• TRY IT: Please write out the listing below again in its exact form.

○ ○ ○ ○ ○

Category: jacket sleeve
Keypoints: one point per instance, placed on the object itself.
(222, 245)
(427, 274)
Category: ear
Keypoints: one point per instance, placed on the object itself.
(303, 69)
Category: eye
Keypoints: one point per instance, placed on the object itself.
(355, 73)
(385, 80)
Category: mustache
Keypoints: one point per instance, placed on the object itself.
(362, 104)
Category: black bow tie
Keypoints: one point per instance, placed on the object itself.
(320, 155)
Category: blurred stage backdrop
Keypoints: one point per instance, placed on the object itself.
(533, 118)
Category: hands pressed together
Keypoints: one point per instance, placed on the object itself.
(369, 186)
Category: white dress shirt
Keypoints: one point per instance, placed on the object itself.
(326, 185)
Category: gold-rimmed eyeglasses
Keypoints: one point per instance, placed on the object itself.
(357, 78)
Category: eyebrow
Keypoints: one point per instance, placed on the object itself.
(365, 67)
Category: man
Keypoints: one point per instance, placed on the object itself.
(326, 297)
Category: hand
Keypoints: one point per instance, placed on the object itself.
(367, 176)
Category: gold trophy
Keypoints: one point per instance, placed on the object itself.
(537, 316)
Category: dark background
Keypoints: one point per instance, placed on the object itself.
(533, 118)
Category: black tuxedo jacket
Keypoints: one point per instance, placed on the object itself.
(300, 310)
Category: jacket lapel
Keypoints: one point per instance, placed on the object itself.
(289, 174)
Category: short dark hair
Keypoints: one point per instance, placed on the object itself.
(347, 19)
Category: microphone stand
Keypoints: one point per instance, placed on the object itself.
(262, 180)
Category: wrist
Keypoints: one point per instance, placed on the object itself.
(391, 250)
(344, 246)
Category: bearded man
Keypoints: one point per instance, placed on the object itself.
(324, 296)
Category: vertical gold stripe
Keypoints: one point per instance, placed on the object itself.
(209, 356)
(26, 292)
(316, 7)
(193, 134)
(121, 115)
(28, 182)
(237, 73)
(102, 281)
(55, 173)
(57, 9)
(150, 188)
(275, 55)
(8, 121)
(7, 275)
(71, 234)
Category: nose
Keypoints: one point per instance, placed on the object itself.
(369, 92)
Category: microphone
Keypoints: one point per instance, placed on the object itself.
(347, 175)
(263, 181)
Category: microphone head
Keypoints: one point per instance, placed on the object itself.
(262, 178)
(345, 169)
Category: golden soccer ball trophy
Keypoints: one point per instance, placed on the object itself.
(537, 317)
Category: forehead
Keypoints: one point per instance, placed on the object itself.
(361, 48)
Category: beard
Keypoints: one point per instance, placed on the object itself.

○ ○ ○ ○ ○

• FINISHED EXERCISE:
Category: jacket sleeve
Keypoints: one point per instance, placed on the object itself.
(222, 245)
(427, 274)
Category: ear
Keypoints: one point per instance, placed on the object itself.
(303, 69)
Category: eye
Keypoints: one point per instance, placed on the object itself.
(355, 73)
(385, 80)
Category: mustache
Keypoints: one point per instance, placed on the object itself.
(362, 104)
Category: black bow tie
Keypoints: one point per instance, placed on the object itself.
(320, 155)
Category: blurred stage backdrop
Keypoints: one point per instance, placed on the object itself.
(533, 118)
Category: hands pressed together
Keypoints: one point per instance, placed on the object itself.
(369, 186)
Category: white dress shirt
Keypoints: one point per instance, placed on the object itself.
(326, 185)
Category: gold-rimmed eyeglasses
Keypoints: one point per instance, placed on the object itself.
(357, 78)
Category: eyebrow
Keypoints: one point per instance, placed on the object itself.
(365, 67)
Category: man
Keypoints: one point per instance, placed on the object itself.
(326, 297)
Category: hand
Keypoints: one point per instance, placed on the object itself.
(367, 176)
Category: gold trophy
Keypoints: one point per instance, placed on the object itself.
(537, 316)
Category: dark background
Keypoints: one point per instance, placed on the object itself.
(533, 118)
Category: black tuxedo jacket
Keypoints: one point per instance, placed on the object itself.
(300, 310)
Category: jacket lapel
Keypoints: one point per instance, placed on the object itself.
(289, 174)
Category: short dark hair
Keypoints: one point per instance, placed on the object itself.
(347, 19)
Category: microphone stand
Keypoints: one point per instance, placed on the object itself.
(262, 180)
Category: wrist
Keypoints: one point per instance, placed on the object itself.
(391, 250)
(344, 246)
Category: bearded man
Keypoints: one point per instance, placed on the object itself.
(324, 296)
Category: vertical gold stripe
Keypoints: one point per instance, placed on the object itself.
(209, 356)
(26, 292)
(316, 7)
(193, 134)
(121, 115)
(28, 182)
(237, 73)
(102, 281)
(55, 173)
(57, 9)
(150, 188)
(275, 55)
(8, 121)
(7, 275)
(71, 234)
Category: nose
Keypoints: one point per instance, placed on the object itself.
(369, 92)
Category: microphone
Keypoints: one point per instance, placed on the object itself.
(347, 175)
(263, 181)
Category: microphone head
Keypoints: one point per instance, placed on the object itself.
(262, 178)
(345, 169)
Category: golden soccer ball trophy
Keypoints: one point per instance, placed on the object itself.
(537, 317)
Category: forehead
Keypoints: one point per instance, placed on the object itself.
(361, 48)
Category: beard
Keypoints: one point per instance, placed on the object itself.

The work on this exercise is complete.